Top of Passage for review

And then we already talked about risk management as well, but compliance and risk often do overlap each other. So, you’re identifying and mitigating compliance risks through the definition and enforcement of these policies as well.
Oscar: Indeed. So, there is some reports that can be directly created, right, from the IGA system. And that can be directly taken by the compliance officer or whoever requires it, right?
Craig: Yeah.
Oscar: The other you mentioned there was the operational efficiency, right? So, as you mentioned, it’s one of the three main problems. Let’s – I’d like to hear more about that as well, how IGA helps.
Craig: Yeah. And I think that’s one of the things that I think separates IGA and the information security market sometimes. That it’s not always focusing on risk reduction and things that are maybe potentially seen as negative. So, you talk about fear and certainty and doubt within the sales process, etc. When you’re doing that, it can often be quite a hard sell because it’s hard to quantify the risk. We can’t help with that. There are formulas out there of calculating the impact of a risk based on, you know, and the likelihood, the cost of the actual breach, etc.
But to bring it back to what you actually asked about from an efficiency perspective, if you look at – if organisations are still heavily manual in their provisioning and their processes, there’s a huge cost to that from areas like your service desk, your operational IT administrators. And often it leads you to the potential for human error as well. So, if you start to automate those things, you see a reduction in numbers of calls to the desk, a number of manually created events and things that are being done. And you can put a pound, euro, dollar sign against that clearly from an efficiency and a cost reduction perspective.
From an end user perspective as well, I mean, it’s always, I think there’s – we’re still trying to shake off the thing that security is a barrier to efficiency. There’s an old adage that I keep using for it regularly that ‘efficiency is insecure, but security is inefficient’. And I don’t think that’s true anymore. I think if you correctly apply your policies in a way that apply the appropriate level of risk, your users – to them, it should be seamless pretty much all the time. They shouldn’t see these processes as an action. They should see it as; they request the access they need, it gets granted to them in a timely manner. When they move around the organisation, a lot of that should happen automatically.
Overall, you should see an increase in productivity. Your line managers aren’t getting frustrated when people join the organisation and they’re having to submit 10 different requests to get them functioning from day one. So, it’s overall operational efficiency and cost reduction. But the productivity. And end user experience of it as a result of a well-delivered IGA program, I think is clear to see as well.

Bottom of Passage for review
Top of Data provided

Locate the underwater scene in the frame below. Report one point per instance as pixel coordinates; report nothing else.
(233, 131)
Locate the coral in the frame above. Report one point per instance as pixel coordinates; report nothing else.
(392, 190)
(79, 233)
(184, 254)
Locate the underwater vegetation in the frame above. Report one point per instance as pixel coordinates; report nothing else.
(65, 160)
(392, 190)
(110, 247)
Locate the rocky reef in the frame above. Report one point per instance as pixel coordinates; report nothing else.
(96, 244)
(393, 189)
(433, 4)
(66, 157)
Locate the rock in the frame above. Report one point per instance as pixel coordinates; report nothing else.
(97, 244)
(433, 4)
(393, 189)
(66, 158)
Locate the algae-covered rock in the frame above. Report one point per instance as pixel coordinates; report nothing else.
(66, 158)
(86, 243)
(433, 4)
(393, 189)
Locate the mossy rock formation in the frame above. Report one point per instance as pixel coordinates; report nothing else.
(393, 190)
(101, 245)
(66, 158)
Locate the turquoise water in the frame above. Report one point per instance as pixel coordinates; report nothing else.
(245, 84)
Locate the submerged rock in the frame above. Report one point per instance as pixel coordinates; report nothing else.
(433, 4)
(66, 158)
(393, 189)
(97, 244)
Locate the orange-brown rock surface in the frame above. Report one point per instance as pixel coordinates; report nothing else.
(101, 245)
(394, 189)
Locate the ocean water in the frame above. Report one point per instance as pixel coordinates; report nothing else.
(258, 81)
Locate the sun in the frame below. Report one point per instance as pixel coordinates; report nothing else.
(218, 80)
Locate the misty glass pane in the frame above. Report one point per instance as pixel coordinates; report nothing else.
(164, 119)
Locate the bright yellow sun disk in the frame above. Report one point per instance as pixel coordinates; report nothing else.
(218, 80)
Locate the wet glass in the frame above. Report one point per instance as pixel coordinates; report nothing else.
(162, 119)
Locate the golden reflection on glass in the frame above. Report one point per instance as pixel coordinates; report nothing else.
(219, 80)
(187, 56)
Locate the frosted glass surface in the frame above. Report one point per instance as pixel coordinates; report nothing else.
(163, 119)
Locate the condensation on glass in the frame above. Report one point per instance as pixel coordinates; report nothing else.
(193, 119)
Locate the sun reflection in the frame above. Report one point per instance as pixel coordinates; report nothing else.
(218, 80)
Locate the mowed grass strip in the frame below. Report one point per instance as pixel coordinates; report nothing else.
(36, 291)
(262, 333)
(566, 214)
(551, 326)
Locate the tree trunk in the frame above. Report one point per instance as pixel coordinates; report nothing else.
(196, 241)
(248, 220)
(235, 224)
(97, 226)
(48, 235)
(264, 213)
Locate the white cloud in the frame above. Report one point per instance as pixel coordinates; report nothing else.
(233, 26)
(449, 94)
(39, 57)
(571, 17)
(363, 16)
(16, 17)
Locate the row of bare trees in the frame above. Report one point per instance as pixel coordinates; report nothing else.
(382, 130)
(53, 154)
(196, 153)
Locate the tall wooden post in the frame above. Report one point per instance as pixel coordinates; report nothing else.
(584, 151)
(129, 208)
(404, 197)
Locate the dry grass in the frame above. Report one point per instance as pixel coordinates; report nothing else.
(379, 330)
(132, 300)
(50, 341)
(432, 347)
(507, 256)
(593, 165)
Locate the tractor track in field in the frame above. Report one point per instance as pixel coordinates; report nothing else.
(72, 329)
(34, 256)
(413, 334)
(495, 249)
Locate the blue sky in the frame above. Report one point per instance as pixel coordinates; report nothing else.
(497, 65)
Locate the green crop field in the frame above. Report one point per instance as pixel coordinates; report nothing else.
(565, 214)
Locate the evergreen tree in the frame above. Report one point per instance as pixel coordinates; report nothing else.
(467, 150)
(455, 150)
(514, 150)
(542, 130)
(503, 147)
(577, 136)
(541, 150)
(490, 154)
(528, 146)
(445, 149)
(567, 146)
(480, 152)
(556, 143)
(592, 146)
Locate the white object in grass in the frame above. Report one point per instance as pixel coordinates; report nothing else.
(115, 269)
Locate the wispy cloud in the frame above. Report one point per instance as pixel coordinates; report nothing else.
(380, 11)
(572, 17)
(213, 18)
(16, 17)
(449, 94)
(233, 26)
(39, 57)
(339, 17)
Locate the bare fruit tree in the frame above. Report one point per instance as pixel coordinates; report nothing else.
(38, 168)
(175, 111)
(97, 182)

Bottom of Data provided

Instructions to follow: Please repeat, word for word, the part of the IGA conversation that begins at "Oscar: Indeed. So, there" and stops after "how IGA helps.".

Exercise answer:
Oscar: Indeed. So, there is some reports that can be directly created, right, from the IGA system. And that can be directly taken by the compliance officer or whoever requires it, right?
Craig: Yeah.
Oscar: The other you mentioned there was the operational efficiency, right? So, as you mentioned, it’s one of the three main problems. Let’s – I’d like to hear more about that as well, how IGA helps.